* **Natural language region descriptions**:
......

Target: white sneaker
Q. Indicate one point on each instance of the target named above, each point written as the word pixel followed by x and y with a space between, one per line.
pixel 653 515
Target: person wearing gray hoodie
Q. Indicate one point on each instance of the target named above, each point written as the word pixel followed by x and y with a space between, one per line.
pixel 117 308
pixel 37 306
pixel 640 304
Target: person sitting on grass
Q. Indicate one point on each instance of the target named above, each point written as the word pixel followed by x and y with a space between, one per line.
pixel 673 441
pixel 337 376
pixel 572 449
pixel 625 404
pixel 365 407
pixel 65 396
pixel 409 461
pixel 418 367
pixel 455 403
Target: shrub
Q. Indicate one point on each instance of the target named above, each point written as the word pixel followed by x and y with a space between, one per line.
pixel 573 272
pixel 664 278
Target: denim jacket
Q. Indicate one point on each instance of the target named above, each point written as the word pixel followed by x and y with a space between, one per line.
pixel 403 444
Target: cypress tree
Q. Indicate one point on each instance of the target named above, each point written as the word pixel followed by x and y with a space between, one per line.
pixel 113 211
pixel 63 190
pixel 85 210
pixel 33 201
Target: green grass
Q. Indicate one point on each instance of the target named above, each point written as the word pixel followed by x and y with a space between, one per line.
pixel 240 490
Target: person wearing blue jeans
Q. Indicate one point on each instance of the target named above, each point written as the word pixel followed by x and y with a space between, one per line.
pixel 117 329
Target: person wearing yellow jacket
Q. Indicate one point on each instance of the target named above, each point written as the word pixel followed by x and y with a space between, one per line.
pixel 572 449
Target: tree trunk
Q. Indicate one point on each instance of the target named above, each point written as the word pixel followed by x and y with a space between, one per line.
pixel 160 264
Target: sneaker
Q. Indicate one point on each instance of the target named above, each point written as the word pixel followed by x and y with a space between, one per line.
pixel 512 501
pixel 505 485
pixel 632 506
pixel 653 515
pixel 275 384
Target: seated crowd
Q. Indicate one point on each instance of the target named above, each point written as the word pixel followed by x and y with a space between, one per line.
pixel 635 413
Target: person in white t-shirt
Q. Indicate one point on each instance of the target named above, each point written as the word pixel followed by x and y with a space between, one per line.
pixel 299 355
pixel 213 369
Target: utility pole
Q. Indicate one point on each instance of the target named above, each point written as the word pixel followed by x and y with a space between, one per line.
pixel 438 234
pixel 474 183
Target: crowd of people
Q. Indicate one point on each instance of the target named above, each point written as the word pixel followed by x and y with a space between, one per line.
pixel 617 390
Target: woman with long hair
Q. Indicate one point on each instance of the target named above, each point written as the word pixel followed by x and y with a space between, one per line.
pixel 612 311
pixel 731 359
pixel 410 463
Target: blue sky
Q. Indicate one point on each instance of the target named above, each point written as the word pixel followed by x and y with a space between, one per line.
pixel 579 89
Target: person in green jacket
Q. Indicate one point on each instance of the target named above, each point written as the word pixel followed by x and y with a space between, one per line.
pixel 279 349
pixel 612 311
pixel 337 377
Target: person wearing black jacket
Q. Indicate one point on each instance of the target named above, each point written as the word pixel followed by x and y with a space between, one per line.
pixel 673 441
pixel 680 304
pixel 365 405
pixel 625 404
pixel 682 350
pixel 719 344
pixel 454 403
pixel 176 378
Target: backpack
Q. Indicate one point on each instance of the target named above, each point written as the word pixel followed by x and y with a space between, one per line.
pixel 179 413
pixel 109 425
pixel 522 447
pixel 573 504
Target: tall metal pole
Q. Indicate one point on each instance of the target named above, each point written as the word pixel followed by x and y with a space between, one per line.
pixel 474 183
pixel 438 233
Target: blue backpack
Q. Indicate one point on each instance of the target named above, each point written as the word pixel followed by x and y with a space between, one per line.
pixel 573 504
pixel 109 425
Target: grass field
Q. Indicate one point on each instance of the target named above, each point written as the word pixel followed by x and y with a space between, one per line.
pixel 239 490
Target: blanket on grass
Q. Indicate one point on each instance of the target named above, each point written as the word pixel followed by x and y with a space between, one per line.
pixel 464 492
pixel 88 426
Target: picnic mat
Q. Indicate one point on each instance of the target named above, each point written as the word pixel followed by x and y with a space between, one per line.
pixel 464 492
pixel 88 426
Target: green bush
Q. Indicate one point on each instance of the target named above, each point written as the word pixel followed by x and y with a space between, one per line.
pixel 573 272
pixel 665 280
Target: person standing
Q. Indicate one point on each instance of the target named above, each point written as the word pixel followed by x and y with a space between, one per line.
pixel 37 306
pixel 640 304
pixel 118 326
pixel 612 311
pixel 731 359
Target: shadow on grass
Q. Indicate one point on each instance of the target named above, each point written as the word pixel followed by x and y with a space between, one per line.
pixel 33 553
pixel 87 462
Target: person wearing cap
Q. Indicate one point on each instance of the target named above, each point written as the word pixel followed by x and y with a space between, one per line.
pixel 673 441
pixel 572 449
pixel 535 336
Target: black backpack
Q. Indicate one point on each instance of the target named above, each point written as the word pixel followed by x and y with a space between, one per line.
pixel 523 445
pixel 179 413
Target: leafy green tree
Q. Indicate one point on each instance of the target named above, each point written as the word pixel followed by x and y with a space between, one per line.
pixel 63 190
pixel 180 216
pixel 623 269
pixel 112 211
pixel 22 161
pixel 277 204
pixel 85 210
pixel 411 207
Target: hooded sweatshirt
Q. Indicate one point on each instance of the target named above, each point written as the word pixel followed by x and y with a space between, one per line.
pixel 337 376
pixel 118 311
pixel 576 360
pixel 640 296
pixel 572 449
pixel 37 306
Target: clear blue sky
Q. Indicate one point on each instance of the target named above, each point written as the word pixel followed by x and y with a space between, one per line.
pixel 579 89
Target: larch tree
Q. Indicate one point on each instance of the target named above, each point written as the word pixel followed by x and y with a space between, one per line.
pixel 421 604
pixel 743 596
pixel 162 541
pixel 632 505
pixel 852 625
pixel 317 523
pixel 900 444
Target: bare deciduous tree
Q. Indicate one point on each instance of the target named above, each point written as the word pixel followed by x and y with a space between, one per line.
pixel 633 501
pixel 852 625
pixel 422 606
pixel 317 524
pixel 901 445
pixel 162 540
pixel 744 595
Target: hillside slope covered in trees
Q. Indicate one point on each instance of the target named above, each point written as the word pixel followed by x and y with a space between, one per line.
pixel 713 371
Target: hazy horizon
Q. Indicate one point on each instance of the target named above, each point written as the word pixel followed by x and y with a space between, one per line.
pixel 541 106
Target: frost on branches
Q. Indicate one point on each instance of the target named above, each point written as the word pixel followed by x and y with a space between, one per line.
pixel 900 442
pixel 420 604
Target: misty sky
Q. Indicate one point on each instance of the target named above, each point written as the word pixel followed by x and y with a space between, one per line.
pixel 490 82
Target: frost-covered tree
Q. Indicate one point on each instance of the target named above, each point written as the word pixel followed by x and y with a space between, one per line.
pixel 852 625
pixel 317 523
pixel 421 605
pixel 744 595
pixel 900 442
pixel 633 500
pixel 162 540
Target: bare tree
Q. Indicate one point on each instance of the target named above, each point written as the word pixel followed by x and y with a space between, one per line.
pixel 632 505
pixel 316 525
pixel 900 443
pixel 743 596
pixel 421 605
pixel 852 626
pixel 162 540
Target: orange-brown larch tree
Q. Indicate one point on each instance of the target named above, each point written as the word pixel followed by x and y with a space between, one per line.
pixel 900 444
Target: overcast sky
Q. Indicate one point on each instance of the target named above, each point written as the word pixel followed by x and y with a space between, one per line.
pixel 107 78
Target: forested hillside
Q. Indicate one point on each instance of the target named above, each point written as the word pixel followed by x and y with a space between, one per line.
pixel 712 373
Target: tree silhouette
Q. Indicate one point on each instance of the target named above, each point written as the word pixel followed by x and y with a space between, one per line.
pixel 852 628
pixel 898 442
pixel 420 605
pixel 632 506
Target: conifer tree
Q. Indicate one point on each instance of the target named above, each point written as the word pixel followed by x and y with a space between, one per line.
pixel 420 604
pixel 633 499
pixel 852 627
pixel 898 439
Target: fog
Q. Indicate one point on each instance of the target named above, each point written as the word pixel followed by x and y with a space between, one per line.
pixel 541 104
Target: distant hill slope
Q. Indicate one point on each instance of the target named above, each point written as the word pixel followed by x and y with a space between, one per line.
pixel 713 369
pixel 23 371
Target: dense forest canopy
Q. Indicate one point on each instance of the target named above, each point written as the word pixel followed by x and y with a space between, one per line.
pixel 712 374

......

* **Aim of the task**: Your answer must be the lines above, unchanged, from the first one through the line that holds "Target: denim jacket", inclusive, and no others.

* **Response**:
Target: white sneaker
Q. Indicate one point on each instance of the target named above, each point written as the word pixel followed by x and y with a space between, one per line.
pixel 653 515
Target: person wearing gray hoodie
Q. Indicate one point on each instance of the target named above, each point written as the word pixel followed by x and y with a space between, one per line.
pixel 117 308
pixel 37 306
pixel 640 304
Target: person sitting on grass
Q. Indicate one point on each instance of the target named above, each point written as the word pixel followed by x and y with a space between, one per line.
pixel 673 441
pixel 337 376
pixel 572 449
pixel 625 404
pixel 365 407
pixel 65 396
pixel 409 461
pixel 418 367
pixel 455 403
Target: shrub
Q. Indicate one point on each instance of the target named above, each point written as the word pixel followed by x and y with a space between, one per line.
pixel 573 272
pixel 664 278
Target: denim jacket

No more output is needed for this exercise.